Task inputs —

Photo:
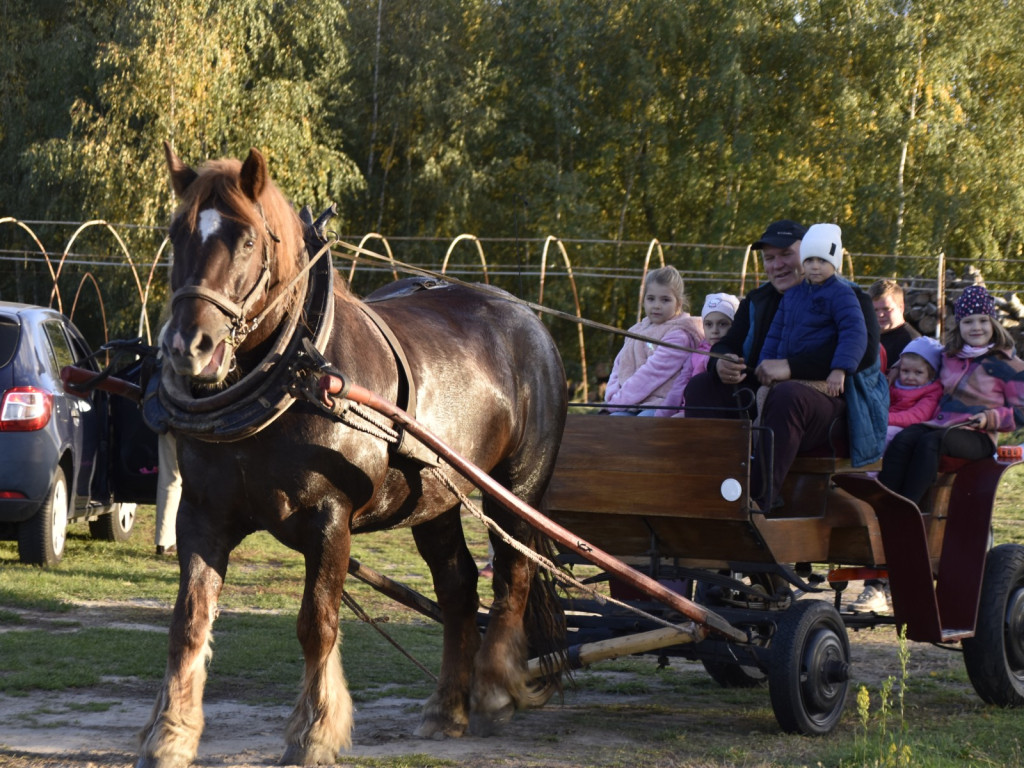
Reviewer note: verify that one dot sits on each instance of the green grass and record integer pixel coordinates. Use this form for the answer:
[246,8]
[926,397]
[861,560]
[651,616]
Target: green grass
[686,719]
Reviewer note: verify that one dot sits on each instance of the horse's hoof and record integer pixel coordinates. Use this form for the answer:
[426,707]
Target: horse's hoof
[491,723]
[311,755]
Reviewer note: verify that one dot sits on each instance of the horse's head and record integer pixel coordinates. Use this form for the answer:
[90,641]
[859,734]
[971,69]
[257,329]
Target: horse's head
[237,244]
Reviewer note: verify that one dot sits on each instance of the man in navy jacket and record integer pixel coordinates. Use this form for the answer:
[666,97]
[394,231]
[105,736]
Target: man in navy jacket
[800,417]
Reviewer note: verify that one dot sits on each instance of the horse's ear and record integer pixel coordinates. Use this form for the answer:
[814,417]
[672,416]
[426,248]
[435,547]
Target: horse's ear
[181,175]
[253,176]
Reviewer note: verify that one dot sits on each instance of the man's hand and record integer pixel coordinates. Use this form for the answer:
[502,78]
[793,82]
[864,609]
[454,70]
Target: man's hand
[836,382]
[771,371]
[730,369]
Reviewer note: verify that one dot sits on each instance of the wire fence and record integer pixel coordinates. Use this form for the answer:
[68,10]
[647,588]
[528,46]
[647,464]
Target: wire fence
[113,280]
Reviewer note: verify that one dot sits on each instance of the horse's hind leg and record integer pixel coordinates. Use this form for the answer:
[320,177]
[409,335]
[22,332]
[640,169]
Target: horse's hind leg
[442,546]
[170,738]
[321,725]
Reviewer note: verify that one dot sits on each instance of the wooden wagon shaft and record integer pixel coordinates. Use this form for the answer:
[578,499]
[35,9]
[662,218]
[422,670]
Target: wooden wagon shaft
[330,384]
[601,650]
[396,591]
[80,381]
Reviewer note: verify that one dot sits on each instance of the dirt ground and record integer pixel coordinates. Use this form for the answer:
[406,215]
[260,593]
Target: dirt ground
[595,725]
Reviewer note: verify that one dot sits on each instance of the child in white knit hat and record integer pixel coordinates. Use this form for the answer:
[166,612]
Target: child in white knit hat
[717,315]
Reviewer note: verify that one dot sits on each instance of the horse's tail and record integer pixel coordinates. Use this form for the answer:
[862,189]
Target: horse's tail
[545,623]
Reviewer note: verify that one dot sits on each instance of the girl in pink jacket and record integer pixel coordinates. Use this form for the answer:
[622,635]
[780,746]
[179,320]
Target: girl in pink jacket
[643,372]
[983,393]
[717,315]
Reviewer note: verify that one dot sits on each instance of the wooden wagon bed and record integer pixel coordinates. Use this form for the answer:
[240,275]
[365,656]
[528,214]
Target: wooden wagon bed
[679,488]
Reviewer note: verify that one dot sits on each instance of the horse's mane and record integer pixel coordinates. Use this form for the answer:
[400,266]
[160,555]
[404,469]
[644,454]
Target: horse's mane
[218,180]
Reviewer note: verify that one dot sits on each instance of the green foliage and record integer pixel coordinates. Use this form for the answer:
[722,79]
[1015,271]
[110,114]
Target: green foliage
[689,122]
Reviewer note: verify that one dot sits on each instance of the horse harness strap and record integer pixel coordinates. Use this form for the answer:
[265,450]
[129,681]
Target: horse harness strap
[406,398]
[406,444]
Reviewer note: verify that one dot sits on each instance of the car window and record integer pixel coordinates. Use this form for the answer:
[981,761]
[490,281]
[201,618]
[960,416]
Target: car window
[8,340]
[61,351]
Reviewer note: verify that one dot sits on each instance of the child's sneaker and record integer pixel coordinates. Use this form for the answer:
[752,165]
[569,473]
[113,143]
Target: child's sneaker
[871,600]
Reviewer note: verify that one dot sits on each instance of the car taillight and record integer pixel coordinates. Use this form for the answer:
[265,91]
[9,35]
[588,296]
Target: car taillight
[25,410]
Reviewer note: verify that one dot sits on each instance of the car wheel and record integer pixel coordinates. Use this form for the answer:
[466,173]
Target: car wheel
[41,538]
[115,526]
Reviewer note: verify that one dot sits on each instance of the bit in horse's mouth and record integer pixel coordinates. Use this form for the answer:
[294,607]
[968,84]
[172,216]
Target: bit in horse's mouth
[216,360]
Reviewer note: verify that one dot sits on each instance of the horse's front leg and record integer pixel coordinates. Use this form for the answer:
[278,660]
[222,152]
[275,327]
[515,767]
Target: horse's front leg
[321,725]
[442,545]
[170,738]
[525,617]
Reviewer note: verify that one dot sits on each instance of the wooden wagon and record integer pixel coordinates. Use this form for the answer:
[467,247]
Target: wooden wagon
[671,498]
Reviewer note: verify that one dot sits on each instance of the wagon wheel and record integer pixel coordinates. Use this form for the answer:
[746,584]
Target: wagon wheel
[809,672]
[994,656]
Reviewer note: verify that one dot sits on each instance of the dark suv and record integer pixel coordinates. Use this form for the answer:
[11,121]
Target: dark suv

What is required — Reproduce, word for word, the part of the material that opens with the line containing "the horse harness" and runs through the end of the material, including both of those end lines.

Exercise response —
Reviewer note: verify that one dot sits on each instance of the horse harness strap and record integer pixel coordinates. Use this form for the answer:
[265,450]
[129,681]
Target: horse harness strap
[406,398]
[406,444]
Reviewer note: verify that one dot sits on each instance of the car window and record integer pixel coordinates. Use this form for the answer:
[981,761]
[490,281]
[201,618]
[960,416]
Target: car window
[8,340]
[61,351]
Reviewer note: verify that one dot sits on each instance of the child's sneaker and record integer pixel coordinates. Use this form for the answer:
[752,165]
[569,473]
[113,143]
Target: child's sneaker
[871,600]
Reviewer note: verify that one dot sits on each instance of the car taillight and record integer pixel coordinates. Use this form for the answer:
[265,91]
[9,35]
[588,296]
Target: car taillight
[25,410]
Reviewer note: verify that one dot sits on each instance of the car wheel and record integer pixel coordinates. Use this form for the answer:
[466,173]
Target: car wheel
[41,538]
[115,526]
Reviewer note: verify that one dot sits on each instance of the bit in horse's mouth and record integer pixel coordinates. Use this form for the answer:
[294,607]
[968,84]
[172,216]
Target: bit in horse's mouth
[216,360]
Reviewer note: verify that one dot sits on each instance of the horse's front leg and record integer pixel coordinates. Use this form for the answer:
[278,660]
[222,152]
[275,327]
[515,767]
Target: horse's front leg
[321,725]
[442,545]
[170,738]
[525,617]
Reviewer note: verify that one dot sits on each instance of the wooden wagon and record integer pixel coordinates. Use this form for the answer:
[467,247]
Target: wooden wagon
[671,498]
Reviewer note: verify that one dot sits on each instance of the wagon wheel and record integer pixel coordinates. Use this form for the answer:
[746,584]
Target: wagon wheel
[809,672]
[994,656]
Reviewer note: verify that one dot sits on each instance of the dark suv and record integer pixel coordinates. Use this form for the answer:
[11,121]
Target: dark suv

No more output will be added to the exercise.